### Selected extract
[START]
This is a rather harsh statement. Even with Marriott, I have found that internet service can vary from resort to resort and, at times, even from unit to unit at the same resort. 

I think it's already been posted that this holds true with DRI as well. We just returned from a DRI stay and had no issues with the internet at that resort in our unit. So to say forget about getting service from DRI for Internet is maybe a little on the harsh side.


----------



## CalifasGirl (Sep 4, 2011)

It probably depends on how far you are from the check-in desk, i.e. wireless router. When staying at Scottsdale Links, we had a very strong signal, but we didn't use the AT&T internet. We have our own portable wireless device, so we used ours.


----------



## T_R_Oglodyte (Sep 4, 2011)

rickandcindy23 said:


> We never did connect at Point at Poipu in February.  We just went to the lobby to connect wirelessly.  It was the only thing I would say negative about Point at Poipu.  I loved every minute of our stay, except the lack of internet, and the lack of help to get the internet to work.  The onsite people were not helpful, and they absolutely refused to pay the providing company to come and fix our service.  But our answer to that was easy:  Use the free service in the lobby, rather than pay for the non-service in the unit.
[END]
### Set tasks
- a) Set down the stretch of the resort internet discussion from "This is a rather" through "the harsh side.".
- b) In the resort internet discussion, what did CalifasGirl's party use for internet at Scottsdale Links instead of the AT&T service?
- c) Continue the resort internet discussion from the point at which it ends.
The material that comes next is separate from the resort internet discussion and stands on its own.

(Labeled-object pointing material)
[START]
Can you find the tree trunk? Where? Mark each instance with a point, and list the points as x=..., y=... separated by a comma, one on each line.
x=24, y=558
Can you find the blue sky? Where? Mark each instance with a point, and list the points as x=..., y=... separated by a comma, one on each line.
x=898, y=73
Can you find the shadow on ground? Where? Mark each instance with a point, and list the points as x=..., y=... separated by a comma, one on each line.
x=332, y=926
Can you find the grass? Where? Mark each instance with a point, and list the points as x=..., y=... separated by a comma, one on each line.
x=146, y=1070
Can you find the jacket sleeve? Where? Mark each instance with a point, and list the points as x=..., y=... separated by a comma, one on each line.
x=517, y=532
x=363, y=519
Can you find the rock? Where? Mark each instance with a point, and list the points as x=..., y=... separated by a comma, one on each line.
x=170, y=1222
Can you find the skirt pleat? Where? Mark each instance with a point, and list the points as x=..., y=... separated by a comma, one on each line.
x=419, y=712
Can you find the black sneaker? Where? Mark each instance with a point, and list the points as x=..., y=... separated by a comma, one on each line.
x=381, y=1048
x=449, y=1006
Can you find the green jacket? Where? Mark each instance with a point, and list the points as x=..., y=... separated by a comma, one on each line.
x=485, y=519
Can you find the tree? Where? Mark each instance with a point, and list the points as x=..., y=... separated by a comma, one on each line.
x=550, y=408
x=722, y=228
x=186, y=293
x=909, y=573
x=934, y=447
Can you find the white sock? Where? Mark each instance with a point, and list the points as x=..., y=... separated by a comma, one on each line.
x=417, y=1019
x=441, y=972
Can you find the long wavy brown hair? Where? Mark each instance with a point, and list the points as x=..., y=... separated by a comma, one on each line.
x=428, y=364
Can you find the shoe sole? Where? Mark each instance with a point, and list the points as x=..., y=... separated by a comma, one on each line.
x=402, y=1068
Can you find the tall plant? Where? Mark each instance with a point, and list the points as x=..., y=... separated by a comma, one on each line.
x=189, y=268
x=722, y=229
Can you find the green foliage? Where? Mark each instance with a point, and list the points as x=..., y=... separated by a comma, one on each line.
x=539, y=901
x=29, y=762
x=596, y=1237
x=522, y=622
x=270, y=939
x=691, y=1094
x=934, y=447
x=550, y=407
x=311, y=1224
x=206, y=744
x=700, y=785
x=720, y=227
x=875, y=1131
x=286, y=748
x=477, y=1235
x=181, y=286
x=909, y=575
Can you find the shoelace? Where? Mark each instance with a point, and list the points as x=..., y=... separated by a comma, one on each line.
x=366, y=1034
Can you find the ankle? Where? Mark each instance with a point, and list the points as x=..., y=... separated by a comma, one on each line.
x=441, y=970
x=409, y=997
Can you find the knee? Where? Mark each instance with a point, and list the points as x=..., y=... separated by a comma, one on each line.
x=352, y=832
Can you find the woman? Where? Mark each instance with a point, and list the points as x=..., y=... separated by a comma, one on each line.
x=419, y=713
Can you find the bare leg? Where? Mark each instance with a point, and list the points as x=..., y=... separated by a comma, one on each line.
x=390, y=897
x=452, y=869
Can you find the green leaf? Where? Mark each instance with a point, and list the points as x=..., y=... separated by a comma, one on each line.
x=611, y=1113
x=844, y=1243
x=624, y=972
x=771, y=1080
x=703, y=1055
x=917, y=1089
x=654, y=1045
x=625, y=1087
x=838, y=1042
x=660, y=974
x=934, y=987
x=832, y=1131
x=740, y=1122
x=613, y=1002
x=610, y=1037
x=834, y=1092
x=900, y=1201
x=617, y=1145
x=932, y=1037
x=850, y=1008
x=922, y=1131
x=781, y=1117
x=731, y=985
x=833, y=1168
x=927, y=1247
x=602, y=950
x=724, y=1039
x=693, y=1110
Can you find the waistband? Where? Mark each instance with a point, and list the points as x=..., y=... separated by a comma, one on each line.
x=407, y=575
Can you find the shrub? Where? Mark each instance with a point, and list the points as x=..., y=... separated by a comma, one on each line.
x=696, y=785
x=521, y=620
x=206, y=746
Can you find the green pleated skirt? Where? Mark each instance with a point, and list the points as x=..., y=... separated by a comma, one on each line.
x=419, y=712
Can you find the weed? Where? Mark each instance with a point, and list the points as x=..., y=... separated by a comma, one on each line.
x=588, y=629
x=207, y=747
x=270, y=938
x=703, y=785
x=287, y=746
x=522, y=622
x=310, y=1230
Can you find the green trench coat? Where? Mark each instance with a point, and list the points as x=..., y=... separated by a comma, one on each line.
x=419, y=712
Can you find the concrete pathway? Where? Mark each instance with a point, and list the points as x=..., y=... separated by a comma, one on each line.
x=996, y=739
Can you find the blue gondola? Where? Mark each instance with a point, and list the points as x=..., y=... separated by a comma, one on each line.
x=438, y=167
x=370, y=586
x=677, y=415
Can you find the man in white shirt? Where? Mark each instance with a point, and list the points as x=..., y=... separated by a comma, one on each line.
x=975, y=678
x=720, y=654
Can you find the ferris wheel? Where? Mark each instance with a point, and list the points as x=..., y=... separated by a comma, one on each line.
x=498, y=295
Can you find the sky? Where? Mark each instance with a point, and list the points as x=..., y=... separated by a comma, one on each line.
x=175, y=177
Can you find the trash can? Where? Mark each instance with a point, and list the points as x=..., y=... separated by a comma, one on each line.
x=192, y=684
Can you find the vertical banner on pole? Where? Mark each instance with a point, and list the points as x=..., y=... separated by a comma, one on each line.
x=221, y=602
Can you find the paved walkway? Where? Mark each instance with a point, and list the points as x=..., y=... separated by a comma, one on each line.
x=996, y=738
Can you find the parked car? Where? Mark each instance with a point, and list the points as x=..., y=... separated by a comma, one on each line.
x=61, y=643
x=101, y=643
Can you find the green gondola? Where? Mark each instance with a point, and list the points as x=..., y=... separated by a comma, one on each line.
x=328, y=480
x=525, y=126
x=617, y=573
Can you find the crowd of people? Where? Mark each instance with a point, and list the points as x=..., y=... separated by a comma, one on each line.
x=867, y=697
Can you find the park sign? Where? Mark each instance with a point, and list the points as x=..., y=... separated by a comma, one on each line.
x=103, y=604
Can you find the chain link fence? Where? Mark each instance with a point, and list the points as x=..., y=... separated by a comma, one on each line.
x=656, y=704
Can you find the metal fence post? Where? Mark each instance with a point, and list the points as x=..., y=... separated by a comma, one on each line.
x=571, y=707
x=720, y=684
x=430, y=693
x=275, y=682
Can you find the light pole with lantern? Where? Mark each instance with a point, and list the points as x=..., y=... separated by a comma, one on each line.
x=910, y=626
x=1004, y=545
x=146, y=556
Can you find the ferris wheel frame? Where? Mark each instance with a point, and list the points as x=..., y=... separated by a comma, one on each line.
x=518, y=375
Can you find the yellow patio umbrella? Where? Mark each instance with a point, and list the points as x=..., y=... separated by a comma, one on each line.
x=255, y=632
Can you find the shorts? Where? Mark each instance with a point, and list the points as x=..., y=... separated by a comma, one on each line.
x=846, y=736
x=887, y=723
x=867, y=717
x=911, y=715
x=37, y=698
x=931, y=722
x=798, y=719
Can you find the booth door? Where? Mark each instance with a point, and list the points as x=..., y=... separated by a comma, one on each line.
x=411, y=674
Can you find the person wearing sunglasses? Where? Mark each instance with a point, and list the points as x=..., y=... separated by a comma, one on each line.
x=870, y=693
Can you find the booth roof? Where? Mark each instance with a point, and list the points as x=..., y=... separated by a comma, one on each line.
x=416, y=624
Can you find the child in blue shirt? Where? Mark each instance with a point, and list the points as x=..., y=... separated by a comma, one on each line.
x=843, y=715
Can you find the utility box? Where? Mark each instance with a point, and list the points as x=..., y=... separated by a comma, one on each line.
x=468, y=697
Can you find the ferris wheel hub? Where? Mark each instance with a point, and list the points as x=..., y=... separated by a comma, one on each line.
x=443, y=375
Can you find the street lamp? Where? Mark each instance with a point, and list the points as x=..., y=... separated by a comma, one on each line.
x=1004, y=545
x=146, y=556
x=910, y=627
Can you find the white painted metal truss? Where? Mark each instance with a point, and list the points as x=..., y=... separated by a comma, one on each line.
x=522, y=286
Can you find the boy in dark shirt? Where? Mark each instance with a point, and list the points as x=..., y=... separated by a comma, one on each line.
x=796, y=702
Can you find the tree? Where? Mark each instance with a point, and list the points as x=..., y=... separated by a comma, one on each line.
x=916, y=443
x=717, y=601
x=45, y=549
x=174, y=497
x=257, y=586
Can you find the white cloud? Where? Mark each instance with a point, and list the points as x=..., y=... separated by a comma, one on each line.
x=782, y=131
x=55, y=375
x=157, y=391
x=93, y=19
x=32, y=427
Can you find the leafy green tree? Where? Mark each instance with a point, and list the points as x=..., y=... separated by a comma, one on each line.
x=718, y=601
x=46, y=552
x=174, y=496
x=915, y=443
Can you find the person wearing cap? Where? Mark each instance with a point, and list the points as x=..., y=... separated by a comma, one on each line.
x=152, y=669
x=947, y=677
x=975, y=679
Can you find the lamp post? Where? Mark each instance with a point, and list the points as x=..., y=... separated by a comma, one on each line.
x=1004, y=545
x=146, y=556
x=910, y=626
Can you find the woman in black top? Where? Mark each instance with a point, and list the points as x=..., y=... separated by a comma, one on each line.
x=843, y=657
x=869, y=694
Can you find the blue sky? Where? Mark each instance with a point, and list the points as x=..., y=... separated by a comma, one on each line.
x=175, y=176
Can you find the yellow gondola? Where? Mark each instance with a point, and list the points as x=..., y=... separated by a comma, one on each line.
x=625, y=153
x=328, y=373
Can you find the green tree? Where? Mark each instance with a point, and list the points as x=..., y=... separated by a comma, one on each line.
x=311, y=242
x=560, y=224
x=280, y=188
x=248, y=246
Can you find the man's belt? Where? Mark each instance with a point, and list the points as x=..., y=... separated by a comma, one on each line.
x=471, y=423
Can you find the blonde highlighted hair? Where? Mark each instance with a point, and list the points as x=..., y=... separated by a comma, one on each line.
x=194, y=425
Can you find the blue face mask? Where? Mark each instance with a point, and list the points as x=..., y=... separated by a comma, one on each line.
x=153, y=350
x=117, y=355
[END]
### Answers
- a)
This is a rather harsh statement. Even with Marriott, I have found that internet service can vary from resort to resort and, at times, even from unit to unit at the same resort. 

I think it's already been posted that this holds true with DRI as well. We just returned from a DRI stay and had no issues with the internet at that resort in our unit. So to say forget about getting service from DRI for Internet is maybe a little on the harsh side.

- b) They used their own portable wireless device.

- c)
> 
> One day, internet will be easier to get.  DRI resorts have been awful in getting internet that has any kind of speed, too.  At Grand Beach, we couldn't do anything but check email and post on TUG.  The internet was slow, so we couldn't use our new Slingbox Dish capabilities through their internet.  The front desk and the provider were NOT helpful, and we were paying daily.  Forget getting service from DRI for internet.



I don't know what your problem might have been. The last three times we have been at Poipu connecting in the room has been as simple as connecting the LAN to the jack on the computer, opening a browser, and clicking that we accept both the terms and conditions and the charges.  That's good for 24 hours, after which you repeat.

As noted, I've also had no problem using that to feed a router to create a wireless network, and everyone with the passkey has then been able to connect seamlessly.

***

As far as connection speeds go, the in-room speeds that I've gotten have been about typical for wired LAN connections in almost any hotel room (Marriott, Hyatt, Hilton, etc.) I've stayed in when traveling (i.e., ~ 500 kbps download), which is faster than I can get in almost any hotel wireless connection.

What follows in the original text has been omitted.